**Görev yönergesi**
Aşağıdaki kayıtların hepsini, "client" sözcüğünü geçtiği her yerde "team" ile değiştirerek ve geri kalan her şeyi olduğu gibi bırakarak yeniden yazın. Resimleri cevaba koymayın.

**Verilen kayıtlar**
----

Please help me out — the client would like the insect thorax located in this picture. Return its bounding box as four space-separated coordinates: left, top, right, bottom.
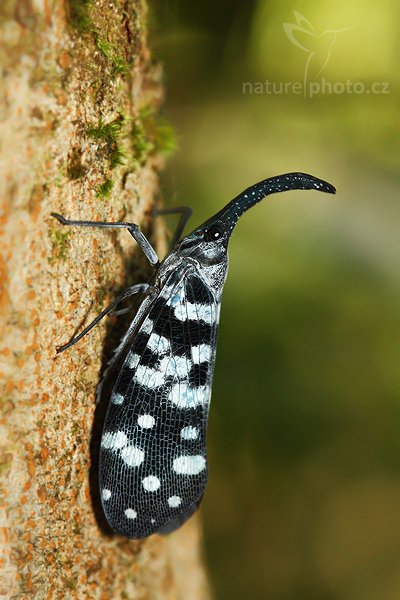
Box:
160 238 228 300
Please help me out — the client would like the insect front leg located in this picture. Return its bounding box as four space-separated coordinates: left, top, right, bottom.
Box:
51 213 159 267
56 283 152 354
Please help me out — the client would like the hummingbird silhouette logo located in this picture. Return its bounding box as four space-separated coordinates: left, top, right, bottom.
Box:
283 10 354 94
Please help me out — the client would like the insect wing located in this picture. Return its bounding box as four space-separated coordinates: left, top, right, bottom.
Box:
100 274 220 538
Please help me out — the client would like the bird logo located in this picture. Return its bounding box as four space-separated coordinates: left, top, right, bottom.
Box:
283 11 354 95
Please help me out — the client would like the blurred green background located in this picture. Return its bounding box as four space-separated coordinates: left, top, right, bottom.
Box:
149 0 400 600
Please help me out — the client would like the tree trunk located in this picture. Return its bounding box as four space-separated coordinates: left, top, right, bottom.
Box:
0 0 208 600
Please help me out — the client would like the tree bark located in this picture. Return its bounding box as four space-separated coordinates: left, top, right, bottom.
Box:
0 0 208 600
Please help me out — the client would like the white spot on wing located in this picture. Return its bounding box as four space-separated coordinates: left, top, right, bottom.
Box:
168 496 182 508
140 317 154 333
174 302 216 325
181 425 199 440
142 475 161 492
128 354 140 369
138 415 156 429
121 446 144 467
111 394 124 404
192 344 211 365
101 488 111 500
159 356 192 379
169 382 210 408
147 333 170 354
101 431 128 450
172 454 206 475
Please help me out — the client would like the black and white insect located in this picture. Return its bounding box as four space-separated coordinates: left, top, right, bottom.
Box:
52 173 335 539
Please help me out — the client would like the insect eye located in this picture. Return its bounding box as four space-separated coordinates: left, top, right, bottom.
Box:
204 225 222 242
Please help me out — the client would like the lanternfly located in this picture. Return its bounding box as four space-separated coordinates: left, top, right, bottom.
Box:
52 173 335 539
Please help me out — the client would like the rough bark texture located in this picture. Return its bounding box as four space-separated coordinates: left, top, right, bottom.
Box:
0 0 208 600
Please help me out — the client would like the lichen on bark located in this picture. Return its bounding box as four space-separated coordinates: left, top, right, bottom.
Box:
0 0 208 599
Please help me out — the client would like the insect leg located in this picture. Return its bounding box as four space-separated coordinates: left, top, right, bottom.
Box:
96 286 158 403
51 213 159 267
153 206 193 248
56 283 150 354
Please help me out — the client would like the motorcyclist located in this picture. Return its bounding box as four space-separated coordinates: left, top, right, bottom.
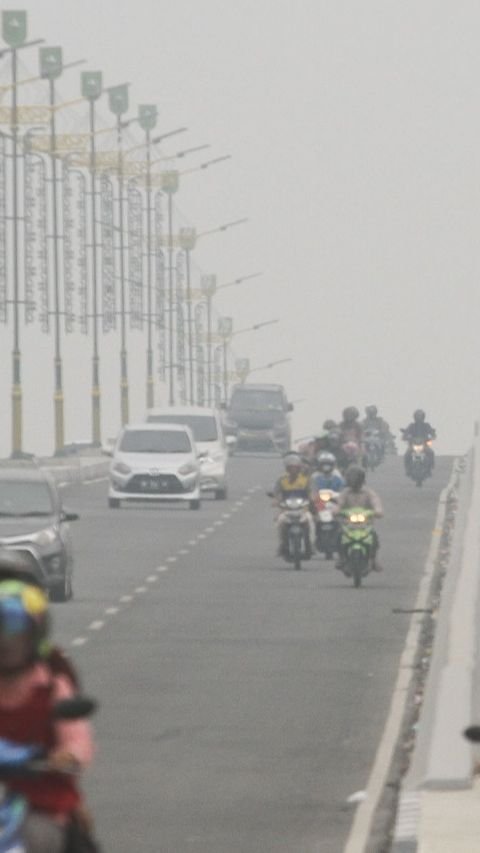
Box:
310 450 345 493
0 580 93 853
335 465 383 572
0 548 81 690
273 452 315 557
402 409 437 474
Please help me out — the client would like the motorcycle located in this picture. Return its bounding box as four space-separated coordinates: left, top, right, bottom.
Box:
340 507 374 588
266 492 312 572
363 429 384 471
406 438 433 488
314 489 338 560
0 696 96 853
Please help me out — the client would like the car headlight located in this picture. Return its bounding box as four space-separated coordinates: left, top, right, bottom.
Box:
26 527 58 546
112 462 132 474
178 462 197 477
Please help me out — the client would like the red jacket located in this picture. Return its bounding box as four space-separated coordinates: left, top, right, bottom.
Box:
0 685 81 816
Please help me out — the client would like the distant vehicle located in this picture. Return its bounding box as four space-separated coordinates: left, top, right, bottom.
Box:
147 406 231 500
225 383 293 453
0 466 78 601
108 423 200 509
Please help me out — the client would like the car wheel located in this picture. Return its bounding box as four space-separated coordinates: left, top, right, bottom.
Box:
49 574 73 604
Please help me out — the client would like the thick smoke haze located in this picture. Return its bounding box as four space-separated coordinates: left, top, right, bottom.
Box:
0 0 480 453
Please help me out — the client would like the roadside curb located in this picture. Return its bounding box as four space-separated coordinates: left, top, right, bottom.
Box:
39 458 111 485
391 450 474 853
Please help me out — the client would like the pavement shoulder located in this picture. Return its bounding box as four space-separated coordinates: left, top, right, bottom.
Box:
417 778 480 853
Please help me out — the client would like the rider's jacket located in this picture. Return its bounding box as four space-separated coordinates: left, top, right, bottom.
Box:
337 486 383 516
362 415 390 437
403 421 437 441
274 471 310 501
0 663 91 817
311 471 345 492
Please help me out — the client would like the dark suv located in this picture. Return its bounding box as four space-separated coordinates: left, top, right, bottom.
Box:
225 383 293 453
0 466 78 601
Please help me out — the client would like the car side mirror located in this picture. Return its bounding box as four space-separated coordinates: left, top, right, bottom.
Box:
61 509 80 521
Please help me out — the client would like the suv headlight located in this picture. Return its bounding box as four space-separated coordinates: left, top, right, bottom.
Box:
112 462 132 474
178 462 197 477
25 527 58 546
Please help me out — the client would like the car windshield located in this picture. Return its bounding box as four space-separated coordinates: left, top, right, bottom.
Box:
0 480 54 516
231 389 283 412
120 429 192 453
148 415 218 441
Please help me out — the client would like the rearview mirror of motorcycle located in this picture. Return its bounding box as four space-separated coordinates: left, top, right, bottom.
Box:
463 726 480 743
53 696 98 720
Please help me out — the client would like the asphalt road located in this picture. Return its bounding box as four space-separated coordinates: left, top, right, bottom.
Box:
54 457 451 853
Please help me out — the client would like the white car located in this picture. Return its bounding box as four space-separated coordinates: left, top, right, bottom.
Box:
146 406 229 500
108 424 200 509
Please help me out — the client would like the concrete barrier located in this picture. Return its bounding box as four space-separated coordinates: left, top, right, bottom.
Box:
391 442 480 853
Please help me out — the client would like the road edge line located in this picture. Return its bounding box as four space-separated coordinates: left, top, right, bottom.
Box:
344 460 457 853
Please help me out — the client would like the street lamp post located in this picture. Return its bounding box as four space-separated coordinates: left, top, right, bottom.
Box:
161 169 180 406
0 11 43 456
108 83 129 426
218 317 233 406
138 104 157 409
201 275 217 406
179 228 197 406
40 47 83 453
81 71 103 445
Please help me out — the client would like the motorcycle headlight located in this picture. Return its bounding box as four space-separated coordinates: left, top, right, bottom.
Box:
26 527 58 546
112 462 132 474
178 462 197 477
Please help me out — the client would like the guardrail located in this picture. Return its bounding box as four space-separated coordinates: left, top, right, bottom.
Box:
391 442 480 853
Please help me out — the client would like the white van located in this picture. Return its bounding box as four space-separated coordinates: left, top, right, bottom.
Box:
146 406 228 500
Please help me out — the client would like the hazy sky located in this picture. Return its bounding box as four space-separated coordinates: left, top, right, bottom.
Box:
0 0 480 452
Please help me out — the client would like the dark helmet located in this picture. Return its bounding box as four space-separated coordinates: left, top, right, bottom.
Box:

----

**Alıştırmanın cevabı**
Please help me out — the team would like the insect thorax located in this picture. Return its bounding box as four space-separated coordinates: left, top, right, bottom.
Box:
160 238 228 300
Please help me out — the team would like the insect front leg located in this picture. Return its bounding box as four space-separated coordinates: left, top, right, bottom.
Box:
51 213 159 267
56 283 152 354
Please help me out — the team would like the hummingbird silhouette logo located in this picture. Return its bounding box as four space-separated coordinates: left, top, right, bottom.
Box:
283 10 354 94
Please help me out — the team would like the insect wing located in this picture. Return its bounding box as four space-separated coordinates: left, top, right, bottom.
Box:
100 274 220 538
Please help me out — the team would like the bird logo located in this picture. Return its bounding box as four space-separated coordinates: left, top, right, bottom.
Box:
283 11 354 95
Please help me out — the team would like the blurred green background located in this picture. Return its bounding box as four space-separated coordinates: left, top, right, bottom.
Box:
149 0 400 600
Please help me out — the team would like the tree trunk located in this picture. Return its bounding box as four space-separated coordinates: left, top, right, bottom.
Box:
0 0 208 600
Please help me out — the team would like the tree bark located in this picture. Return its bounding box as four space-separated coordinates: left, top, right, bottom.
Box:
0 0 208 600
Please help me out — the team would like the white spot on wing located in this picture. Return its bounding box as four space-separated coordinates: left, top, right, bottom.
Box:
168 496 182 508
140 317 154 333
174 302 216 325
181 425 199 440
142 475 161 492
128 354 140 369
138 415 156 429
121 446 144 467
111 394 124 404
192 344 211 365
101 488 111 500
159 356 192 379
169 382 210 408
147 333 170 354
101 431 128 450
172 454 206 475
Please help me out — the team would like the black and white insect located in this picture. Return its bounding box as four space-separated coordinates: left, top, right, bottom.
Box:
52 173 335 539
Please help me out — the team would like the insect eye located in this picture. Return its bounding box as four space-separated coordinates: left, top, right, bottom.
Box:
204 225 222 242
Please help me out — the team would like the lanternfly located in this picture. Return its bounding box as four space-separated coordinates: left, top, right, bottom.
Box:
52 173 335 539
Please help me out — the team would like the rough bark texture located in this picture. Return its bounding box as four space-separated coordinates: left, top, right, bottom.
Box:
0 0 208 600
Please help me out — the team would like the lichen on bark located in this picture. Return its bounding box as four space-separated coordinates: left, top, right, bottom.
Box:
0 0 208 599
Please help me out — the team would like the insect leg located in this picture. Return its bounding box as four space-separated coordinates: left, top, right, bottom.
Box:
96 286 158 403
51 213 159 267
153 206 193 248
56 283 150 354
Please help me out — the team would like the motorcyclist located in this picture. Return its bounding box as four space-separated coordinates: left, top, right, bottom.
Box:
310 450 345 493
0 580 93 853
335 465 383 572
0 548 81 690
273 452 315 557
402 409 437 474
Please help me out — the team would like the motorcycle located in this picture. Return its bounding box as four space-separated coordinates: left, top, right, bottom.
Box:
340 507 374 588
266 492 312 572
363 429 384 471
406 438 433 488
314 489 338 560
0 696 96 853
Please help me out — the team would like the car headlight located in this picture. Return its bounding box as four space-separated coordinates: left, top, right, bottom.
Box:
26 527 58 546
112 462 132 474
178 462 197 477
Please help me out — the team would like the red jacket located in this picture. Return its bounding box as four space-separated coordinates: left, top, right, bottom.
Box:
0 685 81 816
Please help me out — the team would like the distant vehicle located in this picture. Return its bounding box as four space-separated coordinates: left, top, right, bottom.
Box:
147 406 231 500
225 383 293 453
0 466 78 601
108 423 200 509
Please help me out — the team would like the car wheel located in this picture. Return its bounding box as four space-separated coordinates: left, top, right, bottom.
Box:
49 574 73 604
Please help me out — the team would like the thick smoke haze located in this picture. Return its bounding box as four space-separated coordinates: left, top, right, bottom.
Box:
0 0 480 453
Please help me out — the team would like the roadside curb located in this picture. Return its bounding box as four space-separated coordinates: left, top, right, bottom.
Box:
39 458 111 485
391 450 474 853
Please help me out — the team would like the pavement shoulder located in this picture. Return its bounding box as four space-separated coordinates: left, top, right, bottom.
Box:
417 778 480 853
Please help me out — the team would like the rider's jacket located in this picture. Return its bounding box as four space-separated coordinates: left, top, right, bottom.
Box:
337 486 383 516
362 415 390 437
403 421 437 441
274 471 310 501
0 663 91 817
311 471 345 492
Please help me out — the team would like the dark suv located in this picture. Return its bounding box as four space-separated coordinates: left, top, right, bottom.
Box:
225 383 293 453
0 466 78 601
Please help me out — the team would like the car side mirror located in this picture. Return its bounding box as four space-separated coordinates: left, top, right, bottom.
Box:
61 509 80 521
Please help me out — the team would like the suv headlight located in this picture. Return its bounding box as four space-separated coordinates: left, top, right, bottom.
Box:
112 462 132 474
178 462 197 477
25 527 58 546
Please help me out — the team would like the car windshield located in this picture. Return its bounding box as four space-separated coordinates: left, top, right, bottom.
Box:
0 480 54 516
231 389 283 412
120 429 192 453
148 415 218 441
Please help me out — the team would like the rearview mirror of motorcycle located in this picture. Return its bounding box as four space-separated coordinates: left, top, right, bottom.
Box:
463 726 480 743
53 696 98 720
Please help me out — the team would like the asphalt road located in this picture. Return its bounding box as four space-separated coordinates: left, top, right, bottom.
Box:
54 457 451 853
Please help me out — the team would like the white car located in this picture. Return its bounding box as four space-separated coordinates: left, top, right, bottom.
Box:
146 406 229 500
108 424 200 509
Please help me out — the team would like the concrete barrier located in this picture. Return its bounding box as four space-separated coordinates: left, top, right, bottom.
Box:
391 442 480 853
Please help me out — the team would like the road edge line located in this picture. Return its bounding box as four space-separated coordinates: left, top, right, bottom.
Box:
344 460 457 853
Please help me out — the team would like the street lamp post located in this picture. Return its bounding box as four space-separated coordinates: left, top, right, bottom.
Box:
161 169 180 406
0 11 43 456
108 83 129 426
218 317 233 406
138 104 157 409
201 275 217 406
179 228 197 406
40 47 83 453
81 71 103 445
Please help me out — the team would like the motorcycle headlight located in this picture. Return its bounding box as four space-separated coordinates: left, top, right, bottom.
Box:
26 527 58 546
112 462 132 474
178 462 197 477
Please help me out — the team would like the guardrail located in this picture. Return its bounding box as four space-separated coordinates: left, top, right, bottom.
Box:
391 442 480 853
Please help me out — the team would like the white van located in this picture. Return its bounding box as four space-separated coordinates: left, top, right, bottom.
Box:
146 406 228 500
Please help me out — the team would like the hazy sky located in this picture. Return its bounding box as four space-separated coordinates: left, top, right, bottom.
Box:
0 0 480 452
Please help me out — the team would like the dark helmet located in this picture. Return its bounding box as four space-separated coordinates: left, top, right, bottom.
Box:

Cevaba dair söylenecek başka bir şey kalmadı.